*** Supplied data Section Begins ***

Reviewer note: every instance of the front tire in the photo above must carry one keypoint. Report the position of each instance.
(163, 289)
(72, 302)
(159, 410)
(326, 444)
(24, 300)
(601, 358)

*** Supplied data Section Ends ***

▶ **Exercise brief**: Return the listing above in full, character for character.

▶ **Response for this exercise**:
Reviewer note: every instance of the front tire in the photo above must carry one keypoint. Report the position of each instance.
(163, 289)
(72, 302)
(159, 410)
(326, 444)
(24, 300)
(601, 358)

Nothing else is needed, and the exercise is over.